Sexism is prejudice or discrimination based on a person’s sex. Anything from demeaning comments and gestures to denying access to equal opportunities based on sex may be considered sexist, as well as treating someone as less competent because of his or her sex, whether in the workplace or classroom, on the streets, or at home. Typically, sexist remarks, behavior, and perspectives are thought of as being targeted at women, who are largely afforded less privilege than men.
Ambivalent Sexism: An Important Distinction
The theoretical concept of ambivalent sexism, established by social psychologists Dr. Peter Glick and Dr. Susan Fiske, distinguishes between two main types of sexism toward women:
- Hostile sexism refers to the more common and easily recognizable sexist expressions that reflect an attitude of condescension toward women. For instance, any words, actions, or attitudes that support the notion that women are incompetent and inferior to men are reflective of hostile sexism.
- Benevolent sexism, described by Glick and Fiske (2001) as “a subjectively favorable, chivalrous ideology,” is a bit harder to pinpoint, as it encompasses the nonaggressive mindset that women are inherently more fragile, delicate, and sensitive than men, and therefore less capable of or suited to performing certain tasks than their male counterparts. An example of this is the belief that women are not strong enough to lift heavy boxes and operate heavy machinery, when, in fact, there are plenty of women who possess the strength and competence to do such things.

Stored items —
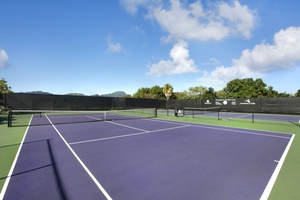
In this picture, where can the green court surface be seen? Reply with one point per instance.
(286, 185)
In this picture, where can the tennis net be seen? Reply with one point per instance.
(202, 112)
(48, 117)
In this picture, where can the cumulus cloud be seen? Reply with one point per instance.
(263, 58)
(3, 58)
(185, 21)
(192, 21)
(180, 62)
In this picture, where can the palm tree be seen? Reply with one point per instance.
(168, 90)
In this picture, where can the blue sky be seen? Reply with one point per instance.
(103, 46)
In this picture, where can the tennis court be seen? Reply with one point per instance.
(143, 159)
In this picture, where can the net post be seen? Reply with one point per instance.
(9, 119)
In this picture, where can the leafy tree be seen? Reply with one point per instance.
(196, 92)
(210, 93)
(156, 92)
(142, 93)
(221, 94)
(168, 90)
(246, 88)
(4, 88)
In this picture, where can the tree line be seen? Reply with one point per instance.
(237, 88)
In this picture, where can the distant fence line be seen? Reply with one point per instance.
(18, 101)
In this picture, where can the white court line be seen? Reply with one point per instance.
(230, 129)
(275, 174)
(4, 188)
(81, 163)
(131, 127)
(128, 135)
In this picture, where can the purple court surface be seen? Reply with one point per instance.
(143, 159)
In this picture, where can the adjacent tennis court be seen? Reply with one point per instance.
(93, 156)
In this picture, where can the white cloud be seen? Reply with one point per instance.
(180, 62)
(113, 47)
(137, 29)
(263, 58)
(185, 21)
(3, 58)
(131, 6)
(194, 22)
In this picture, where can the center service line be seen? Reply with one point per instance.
(82, 164)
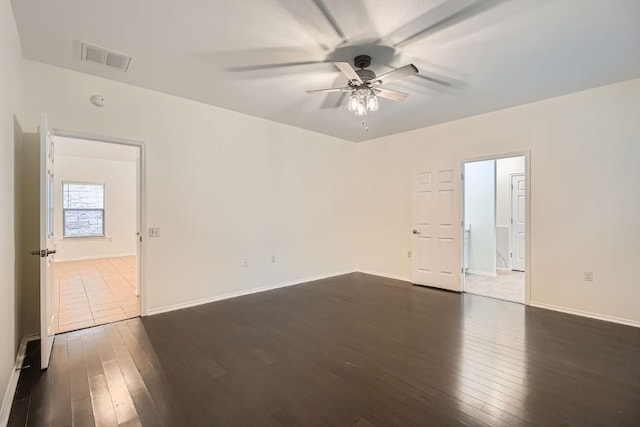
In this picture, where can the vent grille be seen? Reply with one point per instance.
(103, 56)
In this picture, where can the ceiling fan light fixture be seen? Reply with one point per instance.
(372, 102)
(361, 110)
(352, 105)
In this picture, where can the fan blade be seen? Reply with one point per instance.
(334, 101)
(333, 89)
(348, 71)
(393, 95)
(400, 73)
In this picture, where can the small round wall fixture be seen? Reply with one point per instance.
(97, 100)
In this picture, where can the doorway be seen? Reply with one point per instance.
(97, 189)
(494, 227)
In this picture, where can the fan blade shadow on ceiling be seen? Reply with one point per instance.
(317, 19)
(272, 66)
(265, 59)
(443, 16)
(336, 99)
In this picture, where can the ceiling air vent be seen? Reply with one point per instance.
(103, 56)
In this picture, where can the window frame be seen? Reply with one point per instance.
(103, 210)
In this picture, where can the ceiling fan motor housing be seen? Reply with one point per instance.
(362, 61)
(366, 75)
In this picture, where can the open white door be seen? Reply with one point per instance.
(518, 222)
(47, 243)
(436, 249)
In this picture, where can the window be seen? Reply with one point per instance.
(83, 209)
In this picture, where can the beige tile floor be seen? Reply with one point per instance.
(94, 292)
(507, 285)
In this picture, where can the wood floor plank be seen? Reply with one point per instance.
(354, 350)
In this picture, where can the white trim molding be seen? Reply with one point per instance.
(480, 273)
(229, 295)
(7, 401)
(588, 314)
(388, 276)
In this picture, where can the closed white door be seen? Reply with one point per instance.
(47, 244)
(436, 249)
(518, 215)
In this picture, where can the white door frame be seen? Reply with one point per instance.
(527, 198)
(142, 217)
(511, 225)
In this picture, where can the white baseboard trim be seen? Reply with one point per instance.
(589, 314)
(92, 257)
(151, 312)
(388, 276)
(480, 273)
(7, 401)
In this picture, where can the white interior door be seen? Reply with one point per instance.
(47, 244)
(436, 249)
(518, 212)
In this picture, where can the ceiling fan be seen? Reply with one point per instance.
(364, 86)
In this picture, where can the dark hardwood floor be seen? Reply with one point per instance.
(352, 350)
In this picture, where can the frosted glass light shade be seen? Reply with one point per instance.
(372, 102)
(361, 109)
(352, 105)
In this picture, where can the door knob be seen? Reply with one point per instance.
(43, 253)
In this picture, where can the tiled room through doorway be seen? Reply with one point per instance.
(507, 285)
(94, 292)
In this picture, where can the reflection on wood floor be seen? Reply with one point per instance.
(94, 292)
(350, 350)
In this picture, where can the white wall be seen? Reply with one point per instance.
(479, 215)
(10, 84)
(584, 195)
(504, 168)
(119, 178)
(222, 186)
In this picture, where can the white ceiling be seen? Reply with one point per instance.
(493, 54)
(95, 150)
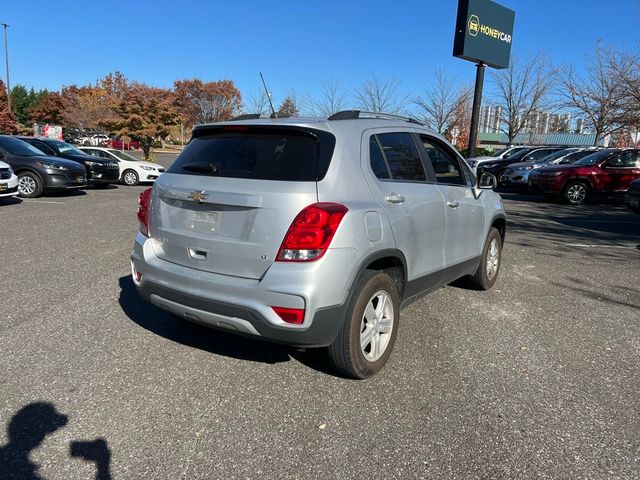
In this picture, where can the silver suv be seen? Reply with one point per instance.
(315, 232)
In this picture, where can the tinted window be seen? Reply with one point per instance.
(576, 156)
(378, 164)
(402, 156)
(538, 154)
(43, 147)
(18, 147)
(595, 157)
(257, 153)
(445, 165)
(511, 152)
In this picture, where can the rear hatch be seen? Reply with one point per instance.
(226, 203)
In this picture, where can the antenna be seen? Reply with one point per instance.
(273, 110)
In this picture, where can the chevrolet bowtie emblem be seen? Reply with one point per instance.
(198, 196)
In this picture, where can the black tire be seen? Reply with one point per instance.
(346, 353)
(132, 175)
(484, 278)
(575, 192)
(34, 182)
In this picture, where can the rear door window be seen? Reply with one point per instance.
(285, 154)
(447, 167)
(402, 156)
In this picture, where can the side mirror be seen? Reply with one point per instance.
(487, 181)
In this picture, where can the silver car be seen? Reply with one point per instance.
(517, 174)
(315, 232)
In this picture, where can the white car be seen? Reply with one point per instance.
(132, 170)
(8, 181)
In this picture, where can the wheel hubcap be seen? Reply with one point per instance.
(493, 259)
(376, 326)
(26, 185)
(576, 193)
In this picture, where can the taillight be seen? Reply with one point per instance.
(144, 204)
(311, 232)
(290, 315)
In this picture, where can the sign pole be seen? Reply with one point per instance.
(475, 112)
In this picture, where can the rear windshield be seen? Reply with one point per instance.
(259, 153)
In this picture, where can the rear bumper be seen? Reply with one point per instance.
(632, 200)
(244, 320)
(71, 179)
(9, 187)
(242, 305)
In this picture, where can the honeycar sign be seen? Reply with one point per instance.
(484, 32)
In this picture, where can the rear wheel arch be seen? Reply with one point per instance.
(500, 224)
(390, 261)
(584, 180)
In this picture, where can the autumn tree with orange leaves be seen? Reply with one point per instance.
(205, 102)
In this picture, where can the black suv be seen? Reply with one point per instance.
(498, 167)
(100, 172)
(38, 173)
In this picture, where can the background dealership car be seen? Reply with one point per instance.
(498, 167)
(608, 171)
(132, 169)
(38, 173)
(100, 172)
(503, 153)
(120, 144)
(517, 174)
(315, 232)
(632, 197)
(8, 181)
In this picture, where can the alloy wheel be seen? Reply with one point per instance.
(493, 259)
(376, 326)
(26, 185)
(576, 193)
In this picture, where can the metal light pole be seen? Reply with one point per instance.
(6, 56)
(475, 112)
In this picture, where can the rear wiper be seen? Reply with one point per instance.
(202, 167)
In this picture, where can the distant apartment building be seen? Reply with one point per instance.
(491, 119)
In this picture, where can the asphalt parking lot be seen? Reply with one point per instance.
(537, 378)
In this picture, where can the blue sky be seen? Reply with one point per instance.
(296, 44)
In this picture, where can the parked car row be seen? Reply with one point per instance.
(31, 167)
(571, 173)
(101, 140)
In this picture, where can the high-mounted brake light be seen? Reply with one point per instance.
(144, 204)
(310, 234)
(290, 315)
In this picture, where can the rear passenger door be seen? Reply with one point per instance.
(620, 171)
(465, 213)
(413, 205)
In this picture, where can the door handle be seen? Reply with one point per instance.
(394, 198)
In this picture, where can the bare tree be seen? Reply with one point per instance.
(522, 89)
(376, 95)
(332, 99)
(439, 104)
(597, 95)
(627, 67)
(258, 103)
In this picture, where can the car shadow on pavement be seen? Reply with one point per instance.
(26, 431)
(10, 201)
(218, 342)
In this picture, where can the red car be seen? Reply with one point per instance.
(609, 171)
(119, 144)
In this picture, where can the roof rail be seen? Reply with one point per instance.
(247, 116)
(255, 116)
(356, 114)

Instructions —
1 - Summarize the passage on sexism in two sentences.
2 - Pick up the passage on sexism right after its last sentence and keep writing.

Answers below —
1 - Sexism is prejudice or discrimination based on a person's sex, ranging from demeaning comments to denying equal opportunities, and it is typically thought of as targeting women. Glick and Fiske's concept of ambivalent sexism separates hostile sexism, which openly treats women as incompetent and inferior, from benevolent sexism, a seemingly favorable, chivalrous view that women are too fragile and delicate for certain tasks.

2 -
Gender Roles and Stereotypes
Gender roles are cultural constructs that dictate how each gender ought to behave. For example, though somewhat less common today, girls are expected to play with dolls and boys with trucks. Because culture is the culprit, gender roles may shift over time in the same way cultural norms do. For example, according to a 1996 study, only one in five Americans in 1938 accepted the idea of a married woman with a job, compared to four out five Americans in 1996.
Gender stereotypes on the other hand, have less to do with how one ought to behave and more to do with beliefs about how men and women do behave. Many studies show that gender stereotypes are pervasive and both men and women are guilty of them. A 1981 survey study by researchers Mary Jackman and Mary Senter discovered that the majority of both male and female survey respondents believed women to be more emotional than men. Nearly 75% of all participants stereotyped men and women in the same way, regardless of their own gender.
Although gender stereotypes are usually based in some version of truth or experience, that does not make them accurate. Additionally, though gender stereotypes are not necessarily prejudice, they can lead to problematic attitudes towards a certain gender and contribute to sexist beliefs.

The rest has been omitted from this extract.